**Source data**
##############################
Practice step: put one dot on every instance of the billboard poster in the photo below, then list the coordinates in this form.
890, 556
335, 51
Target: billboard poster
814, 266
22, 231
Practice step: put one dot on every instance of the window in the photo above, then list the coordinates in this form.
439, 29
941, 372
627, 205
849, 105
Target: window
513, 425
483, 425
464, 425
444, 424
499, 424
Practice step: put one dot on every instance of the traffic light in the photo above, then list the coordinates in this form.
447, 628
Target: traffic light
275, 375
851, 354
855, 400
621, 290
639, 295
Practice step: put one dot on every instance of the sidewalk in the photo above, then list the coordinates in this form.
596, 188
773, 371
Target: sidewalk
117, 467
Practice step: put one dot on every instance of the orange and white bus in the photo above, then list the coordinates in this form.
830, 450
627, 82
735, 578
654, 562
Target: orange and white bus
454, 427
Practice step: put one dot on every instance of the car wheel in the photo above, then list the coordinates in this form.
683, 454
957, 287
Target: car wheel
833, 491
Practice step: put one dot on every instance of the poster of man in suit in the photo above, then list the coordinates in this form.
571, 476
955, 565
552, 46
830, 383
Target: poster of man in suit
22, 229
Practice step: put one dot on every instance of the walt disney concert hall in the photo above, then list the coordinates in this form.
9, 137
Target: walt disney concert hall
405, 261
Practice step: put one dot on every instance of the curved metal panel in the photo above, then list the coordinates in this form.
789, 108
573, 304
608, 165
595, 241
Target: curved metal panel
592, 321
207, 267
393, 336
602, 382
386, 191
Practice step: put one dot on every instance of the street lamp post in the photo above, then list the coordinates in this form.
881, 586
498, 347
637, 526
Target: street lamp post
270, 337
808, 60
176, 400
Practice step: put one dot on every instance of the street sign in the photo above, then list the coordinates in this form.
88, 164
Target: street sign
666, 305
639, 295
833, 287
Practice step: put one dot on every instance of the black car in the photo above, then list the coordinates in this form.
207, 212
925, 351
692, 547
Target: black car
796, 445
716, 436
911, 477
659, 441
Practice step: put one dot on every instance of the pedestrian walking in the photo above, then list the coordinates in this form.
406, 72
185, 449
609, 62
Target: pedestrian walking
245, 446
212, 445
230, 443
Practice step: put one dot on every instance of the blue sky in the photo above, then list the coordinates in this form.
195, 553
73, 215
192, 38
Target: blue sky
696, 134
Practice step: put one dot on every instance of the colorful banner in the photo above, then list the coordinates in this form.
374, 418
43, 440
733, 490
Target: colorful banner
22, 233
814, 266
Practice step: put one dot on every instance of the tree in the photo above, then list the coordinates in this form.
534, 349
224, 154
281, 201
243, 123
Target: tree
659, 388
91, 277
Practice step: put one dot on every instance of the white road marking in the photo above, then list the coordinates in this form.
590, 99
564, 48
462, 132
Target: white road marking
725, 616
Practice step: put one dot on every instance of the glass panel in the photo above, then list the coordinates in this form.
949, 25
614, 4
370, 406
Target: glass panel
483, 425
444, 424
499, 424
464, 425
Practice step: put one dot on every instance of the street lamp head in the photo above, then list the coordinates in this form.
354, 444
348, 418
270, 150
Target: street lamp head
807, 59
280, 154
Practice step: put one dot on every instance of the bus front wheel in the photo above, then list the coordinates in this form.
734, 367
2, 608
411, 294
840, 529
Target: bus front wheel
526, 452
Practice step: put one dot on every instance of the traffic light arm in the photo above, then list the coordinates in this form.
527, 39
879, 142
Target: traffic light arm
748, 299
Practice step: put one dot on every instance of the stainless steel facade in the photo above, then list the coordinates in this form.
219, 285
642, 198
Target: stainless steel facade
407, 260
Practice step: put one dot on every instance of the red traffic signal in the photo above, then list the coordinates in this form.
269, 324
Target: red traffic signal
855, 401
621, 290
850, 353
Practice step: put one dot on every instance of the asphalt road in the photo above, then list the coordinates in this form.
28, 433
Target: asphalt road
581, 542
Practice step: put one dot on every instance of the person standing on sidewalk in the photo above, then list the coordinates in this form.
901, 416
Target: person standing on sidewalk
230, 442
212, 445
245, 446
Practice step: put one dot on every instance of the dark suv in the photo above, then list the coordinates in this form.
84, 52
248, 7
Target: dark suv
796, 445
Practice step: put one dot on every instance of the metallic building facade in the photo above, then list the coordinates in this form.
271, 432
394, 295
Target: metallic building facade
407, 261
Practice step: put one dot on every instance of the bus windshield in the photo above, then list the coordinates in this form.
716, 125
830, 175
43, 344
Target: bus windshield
##############################
**Exercise**
Each line above that contains the string "windshield" should be copied.

**Solution to this task**
Practice step: put one dot on every instance of the bus windshield in the photo above, then list the coordinates in this form.
Target: bus windshield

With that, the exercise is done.